A very basic example is: In z = x + y, x and y are the features.
We can have simple features like above or even more complex features learned by our machine learning models (we will study these later on).

In [None]:
import matplotlib.pyplot as plt
from matplotlib import cm
import numpy as np

from mpl_toolkits.mplot3d.axes3d import get_test_data

 
# set up a figure twice as wide as it is tall
fig = plt.figure(figsize=plt.figaspect(1))

# =============
# First subplot
# =============
# set up the axes for the first plot
ax = fig.add_subplot(1, 1, 1, projection='3d')

# plot a 3D surface like in the example mplot3d/surface3d_demo
X = np.arange(-5, 5, 0.25) # feature 1
Y = np.arange(-5, 5, 0.25) # feature 2
X, Y = np.meshgrid(X, Y)
R = np.sqrt(X**2 + Y**2)
Z = np.sin(R) #output
surf = ax.plot_surface(X, Y, Z, rstride=1, cstride=1, cmap=cm.coolwarm,
                       linewidth=0.4, antialiased=False)
ax.set_zlim(-1.01, 1.01)
fig.colorbar(surf, shrink=0.5, aspect=10)

Rows from a dataset
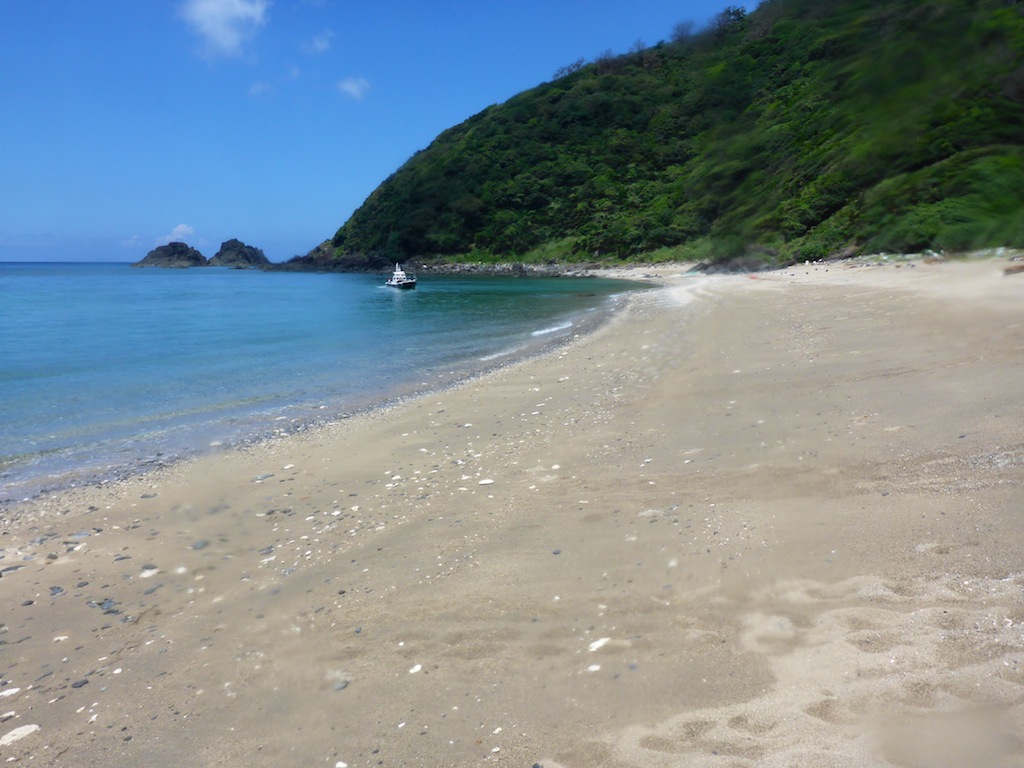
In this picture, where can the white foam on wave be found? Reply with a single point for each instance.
(502, 353)
(554, 329)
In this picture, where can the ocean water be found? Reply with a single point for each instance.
(104, 368)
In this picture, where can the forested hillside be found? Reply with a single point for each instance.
(803, 129)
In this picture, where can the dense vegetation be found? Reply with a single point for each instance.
(803, 129)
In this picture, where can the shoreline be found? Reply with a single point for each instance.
(121, 461)
(766, 519)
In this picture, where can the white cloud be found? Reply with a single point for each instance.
(178, 235)
(320, 44)
(354, 87)
(259, 88)
(224, 25)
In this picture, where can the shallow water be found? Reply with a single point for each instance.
(103, 366)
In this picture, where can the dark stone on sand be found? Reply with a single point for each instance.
(238, 255)
(173, 255)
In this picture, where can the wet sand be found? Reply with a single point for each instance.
(768, 520)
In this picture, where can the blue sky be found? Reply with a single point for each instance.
(127, 123)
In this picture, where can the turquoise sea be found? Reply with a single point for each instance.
(104, 368)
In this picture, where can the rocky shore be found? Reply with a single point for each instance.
(768, 519)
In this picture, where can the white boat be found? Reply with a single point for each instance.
(398, 279)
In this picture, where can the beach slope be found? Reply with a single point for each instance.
(754, 520)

WHAT YOU NEED TO DO:
A. In the text on machine learning features, which variables are the features in z = x + y?
B. Write the next part of the text on machine learning features, starting after its last line.

ANSWERS:
A. x and y

B.
# Part 2: Features of text
How do we apply machine learning on text? We can't directly use the text as input to our algorithms. We need to convert them to features.They are converted into vectors (embeddings) or one hot encoded.  Let us explore a simple way of converting text to features. 

Let us download a few documents off Wikipedia.

In [None]:
## set language and then download the data.

topic1 = 'Giraffe'
topic2 = 'Elephant'
wikipedia.set_lang('en') 
eng1 = wikipedia.page(topic1).content
eng2 = wikipedia.page(topic2).content
wikipedia.set_lang('fr')
fr1 = wikipedia.page(topic1).content
fr2 = wikipedia.page(topic2).content



This is what the text looks like:

In [None]:
fr2 ## the french textual data describing the second topic.

We need to clean this up a bit. Let us remove all the special characters and keep only 26 letters and space. Note that this will remove accented characters in French also. We are also removing all the numbers and spaces. So this is not an ideal solution.

In [None]:
def cleanup(text):
  text = text.lower()  # make it lowercase
  text = re.sub('[^a-z]+', '', text) # only keep characters, i.e. if not a-z then replace with space.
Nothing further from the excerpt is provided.